___ Material for this exercise

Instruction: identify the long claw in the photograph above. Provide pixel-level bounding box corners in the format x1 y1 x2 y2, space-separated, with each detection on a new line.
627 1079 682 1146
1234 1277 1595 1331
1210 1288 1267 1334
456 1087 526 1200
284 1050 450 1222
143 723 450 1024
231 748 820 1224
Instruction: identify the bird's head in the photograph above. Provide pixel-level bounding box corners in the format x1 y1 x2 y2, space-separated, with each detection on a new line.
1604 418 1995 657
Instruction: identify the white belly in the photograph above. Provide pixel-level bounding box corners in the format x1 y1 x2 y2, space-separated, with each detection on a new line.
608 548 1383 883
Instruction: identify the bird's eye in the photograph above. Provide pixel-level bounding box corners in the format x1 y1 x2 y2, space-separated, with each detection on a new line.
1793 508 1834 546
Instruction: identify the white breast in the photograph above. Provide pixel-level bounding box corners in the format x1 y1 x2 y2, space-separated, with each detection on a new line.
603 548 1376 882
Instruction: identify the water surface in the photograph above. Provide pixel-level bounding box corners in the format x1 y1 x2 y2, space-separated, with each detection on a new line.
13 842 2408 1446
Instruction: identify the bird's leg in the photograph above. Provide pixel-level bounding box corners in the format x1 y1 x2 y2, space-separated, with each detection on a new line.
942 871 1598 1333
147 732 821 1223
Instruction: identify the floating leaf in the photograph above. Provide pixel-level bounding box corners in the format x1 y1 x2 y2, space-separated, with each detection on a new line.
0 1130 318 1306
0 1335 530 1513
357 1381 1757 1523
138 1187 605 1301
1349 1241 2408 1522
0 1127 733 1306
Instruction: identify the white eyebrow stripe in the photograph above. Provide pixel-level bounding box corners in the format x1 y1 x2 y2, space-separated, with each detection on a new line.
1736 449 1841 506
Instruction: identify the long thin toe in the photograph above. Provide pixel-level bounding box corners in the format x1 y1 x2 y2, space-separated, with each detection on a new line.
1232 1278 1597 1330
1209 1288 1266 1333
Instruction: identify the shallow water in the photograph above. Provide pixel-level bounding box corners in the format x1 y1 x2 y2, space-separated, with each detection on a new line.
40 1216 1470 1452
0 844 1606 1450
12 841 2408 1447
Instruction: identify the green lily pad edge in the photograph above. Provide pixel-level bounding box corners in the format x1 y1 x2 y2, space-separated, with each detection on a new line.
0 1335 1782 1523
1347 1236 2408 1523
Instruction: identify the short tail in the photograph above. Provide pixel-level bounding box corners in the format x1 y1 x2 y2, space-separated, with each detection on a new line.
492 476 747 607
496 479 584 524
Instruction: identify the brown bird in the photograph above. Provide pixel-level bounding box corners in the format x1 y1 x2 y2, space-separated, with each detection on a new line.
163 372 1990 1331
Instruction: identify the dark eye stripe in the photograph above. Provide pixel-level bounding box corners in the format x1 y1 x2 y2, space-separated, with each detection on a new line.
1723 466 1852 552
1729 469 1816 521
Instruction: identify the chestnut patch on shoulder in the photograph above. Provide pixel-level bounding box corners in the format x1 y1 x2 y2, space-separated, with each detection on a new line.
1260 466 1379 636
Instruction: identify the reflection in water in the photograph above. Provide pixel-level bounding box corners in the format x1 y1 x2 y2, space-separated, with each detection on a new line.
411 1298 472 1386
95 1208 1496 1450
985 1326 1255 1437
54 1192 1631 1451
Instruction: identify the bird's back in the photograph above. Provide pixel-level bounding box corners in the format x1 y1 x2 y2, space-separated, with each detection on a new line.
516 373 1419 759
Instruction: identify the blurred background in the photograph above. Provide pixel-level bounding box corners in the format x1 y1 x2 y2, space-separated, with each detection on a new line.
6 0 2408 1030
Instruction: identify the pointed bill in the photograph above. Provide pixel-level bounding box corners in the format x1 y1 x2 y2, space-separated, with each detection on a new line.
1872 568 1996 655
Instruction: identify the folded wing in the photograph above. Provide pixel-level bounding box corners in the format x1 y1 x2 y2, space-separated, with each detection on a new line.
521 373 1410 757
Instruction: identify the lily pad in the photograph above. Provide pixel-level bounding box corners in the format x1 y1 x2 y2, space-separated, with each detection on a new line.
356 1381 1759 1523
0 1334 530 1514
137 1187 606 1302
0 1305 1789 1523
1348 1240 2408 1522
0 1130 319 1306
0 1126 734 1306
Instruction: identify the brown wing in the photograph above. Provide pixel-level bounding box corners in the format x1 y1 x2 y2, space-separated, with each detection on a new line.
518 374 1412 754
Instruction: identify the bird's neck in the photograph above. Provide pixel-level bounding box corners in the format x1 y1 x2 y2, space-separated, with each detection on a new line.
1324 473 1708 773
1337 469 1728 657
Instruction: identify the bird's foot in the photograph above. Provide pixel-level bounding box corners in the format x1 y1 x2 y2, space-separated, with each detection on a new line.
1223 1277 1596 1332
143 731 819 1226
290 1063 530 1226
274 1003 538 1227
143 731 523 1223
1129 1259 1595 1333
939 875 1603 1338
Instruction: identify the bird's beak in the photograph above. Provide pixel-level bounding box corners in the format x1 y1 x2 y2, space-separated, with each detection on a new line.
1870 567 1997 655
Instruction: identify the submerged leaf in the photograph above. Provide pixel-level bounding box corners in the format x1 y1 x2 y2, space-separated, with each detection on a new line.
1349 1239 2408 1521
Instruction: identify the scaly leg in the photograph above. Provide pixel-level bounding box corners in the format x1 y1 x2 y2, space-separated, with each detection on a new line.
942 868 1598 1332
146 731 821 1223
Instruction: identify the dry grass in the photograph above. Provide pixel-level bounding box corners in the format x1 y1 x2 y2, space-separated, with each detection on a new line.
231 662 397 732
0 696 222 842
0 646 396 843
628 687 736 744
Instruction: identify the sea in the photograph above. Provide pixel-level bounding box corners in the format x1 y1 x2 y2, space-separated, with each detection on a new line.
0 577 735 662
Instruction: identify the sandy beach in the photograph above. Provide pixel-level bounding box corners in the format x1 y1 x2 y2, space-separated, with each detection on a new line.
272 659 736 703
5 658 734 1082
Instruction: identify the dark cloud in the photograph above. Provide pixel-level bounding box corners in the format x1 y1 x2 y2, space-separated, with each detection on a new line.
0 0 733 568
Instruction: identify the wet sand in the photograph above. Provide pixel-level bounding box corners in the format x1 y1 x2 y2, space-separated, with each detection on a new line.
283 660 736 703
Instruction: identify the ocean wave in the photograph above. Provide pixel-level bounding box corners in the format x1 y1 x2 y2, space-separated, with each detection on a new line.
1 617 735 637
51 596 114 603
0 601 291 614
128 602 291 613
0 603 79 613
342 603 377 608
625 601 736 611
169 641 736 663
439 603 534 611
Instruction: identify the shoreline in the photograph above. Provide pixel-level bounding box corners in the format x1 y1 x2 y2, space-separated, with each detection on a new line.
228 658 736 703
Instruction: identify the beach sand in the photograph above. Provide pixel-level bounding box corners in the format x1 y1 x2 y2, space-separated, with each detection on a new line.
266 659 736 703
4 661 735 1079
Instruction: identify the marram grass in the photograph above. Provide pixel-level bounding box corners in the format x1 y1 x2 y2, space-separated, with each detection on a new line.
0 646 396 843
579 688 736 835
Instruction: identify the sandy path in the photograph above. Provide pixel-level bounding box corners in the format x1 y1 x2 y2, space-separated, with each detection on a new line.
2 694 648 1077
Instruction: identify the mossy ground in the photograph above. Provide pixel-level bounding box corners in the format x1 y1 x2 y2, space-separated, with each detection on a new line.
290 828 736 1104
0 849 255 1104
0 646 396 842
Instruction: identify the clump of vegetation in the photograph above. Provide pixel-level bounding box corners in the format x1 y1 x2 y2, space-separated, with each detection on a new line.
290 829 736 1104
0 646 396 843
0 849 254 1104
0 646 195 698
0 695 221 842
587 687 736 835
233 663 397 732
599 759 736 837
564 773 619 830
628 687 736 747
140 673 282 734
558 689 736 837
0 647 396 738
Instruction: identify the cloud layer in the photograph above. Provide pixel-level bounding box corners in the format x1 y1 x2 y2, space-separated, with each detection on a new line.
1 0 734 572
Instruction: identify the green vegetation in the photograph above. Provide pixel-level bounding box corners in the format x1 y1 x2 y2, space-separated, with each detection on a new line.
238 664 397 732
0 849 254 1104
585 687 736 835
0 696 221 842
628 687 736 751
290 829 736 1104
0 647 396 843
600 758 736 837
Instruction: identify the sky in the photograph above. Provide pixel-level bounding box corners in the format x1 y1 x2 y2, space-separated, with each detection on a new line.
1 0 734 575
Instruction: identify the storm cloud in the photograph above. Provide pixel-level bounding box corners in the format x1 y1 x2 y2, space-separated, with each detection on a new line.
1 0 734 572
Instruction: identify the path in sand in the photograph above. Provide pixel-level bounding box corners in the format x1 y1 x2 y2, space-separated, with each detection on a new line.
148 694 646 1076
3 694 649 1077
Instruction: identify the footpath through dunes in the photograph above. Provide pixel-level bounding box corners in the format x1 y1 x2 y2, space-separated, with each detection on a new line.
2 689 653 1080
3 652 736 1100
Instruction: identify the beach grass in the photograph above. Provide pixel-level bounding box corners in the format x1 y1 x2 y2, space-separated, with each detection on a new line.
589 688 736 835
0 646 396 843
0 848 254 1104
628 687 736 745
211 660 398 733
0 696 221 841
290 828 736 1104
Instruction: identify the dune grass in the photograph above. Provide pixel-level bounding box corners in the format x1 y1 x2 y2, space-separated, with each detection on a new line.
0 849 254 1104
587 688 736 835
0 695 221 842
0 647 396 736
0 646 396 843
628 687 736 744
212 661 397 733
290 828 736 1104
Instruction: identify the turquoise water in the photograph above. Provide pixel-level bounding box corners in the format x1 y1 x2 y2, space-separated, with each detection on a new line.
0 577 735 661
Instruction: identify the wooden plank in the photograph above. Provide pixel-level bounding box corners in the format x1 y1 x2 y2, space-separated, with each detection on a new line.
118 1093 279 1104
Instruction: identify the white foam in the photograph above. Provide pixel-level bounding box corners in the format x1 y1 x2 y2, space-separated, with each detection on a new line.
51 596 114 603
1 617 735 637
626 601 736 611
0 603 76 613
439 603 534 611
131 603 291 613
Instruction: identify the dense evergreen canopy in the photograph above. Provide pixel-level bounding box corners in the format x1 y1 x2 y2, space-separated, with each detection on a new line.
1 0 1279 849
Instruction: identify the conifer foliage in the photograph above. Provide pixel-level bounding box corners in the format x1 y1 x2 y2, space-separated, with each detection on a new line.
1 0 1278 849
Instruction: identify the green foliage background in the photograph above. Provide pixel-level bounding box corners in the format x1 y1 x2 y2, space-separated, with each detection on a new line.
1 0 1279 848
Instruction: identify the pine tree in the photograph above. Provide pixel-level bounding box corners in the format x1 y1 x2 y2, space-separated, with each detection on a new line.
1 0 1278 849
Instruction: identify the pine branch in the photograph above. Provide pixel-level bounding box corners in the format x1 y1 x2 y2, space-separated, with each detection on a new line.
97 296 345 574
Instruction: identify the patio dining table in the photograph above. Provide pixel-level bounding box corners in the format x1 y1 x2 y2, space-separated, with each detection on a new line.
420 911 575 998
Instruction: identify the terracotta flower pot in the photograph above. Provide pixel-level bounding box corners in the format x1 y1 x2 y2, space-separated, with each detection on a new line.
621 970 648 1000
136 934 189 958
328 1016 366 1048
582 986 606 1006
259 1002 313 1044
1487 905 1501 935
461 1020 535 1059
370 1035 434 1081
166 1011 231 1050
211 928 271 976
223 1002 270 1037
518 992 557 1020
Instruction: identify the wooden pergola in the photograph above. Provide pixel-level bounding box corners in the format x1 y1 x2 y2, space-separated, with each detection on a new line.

______

*Work order*
Word for word, repeat the lines that begin at the one with "Instruction: identify the pine branch" and continue to the end of the listing above.

*Solved problem*
Instruction: identify the pine branch in the photograph above. Provide pixel-level bounding box corners in the format x1 y1 x2 y2, space-separated, with each detection on a new line.
97 296 345 574
Instruction: identify the patio dining table in the photograph above. Provide pixel-level bounding box corners in the format x1 y1 x2 y2, space-separated, with each detection on a new line.
420 911 575 998
Instruction: identify the terracotta flower pot in the photograph above. Provide pixel-level bounding box corners in the format x1 y1 x2 y2, space-separated, with each detection on a new line.
621 970 648 1000
136 934 189 958
328 1016 366 1048
582 986 606 1006
259 1002 313 1044
1487 905 1501 935
461 1020 535 1059
370 1035 434 1081
166 1011 231 1050
211 928 271 976
223 1002 270 1037
518 992 557 1020
Instruction: identify the wooden pergola in the photograph above. Provide pixel-level bounding box corners in the format x1 y1 x2 y2, space-separated, with each detection on a new line.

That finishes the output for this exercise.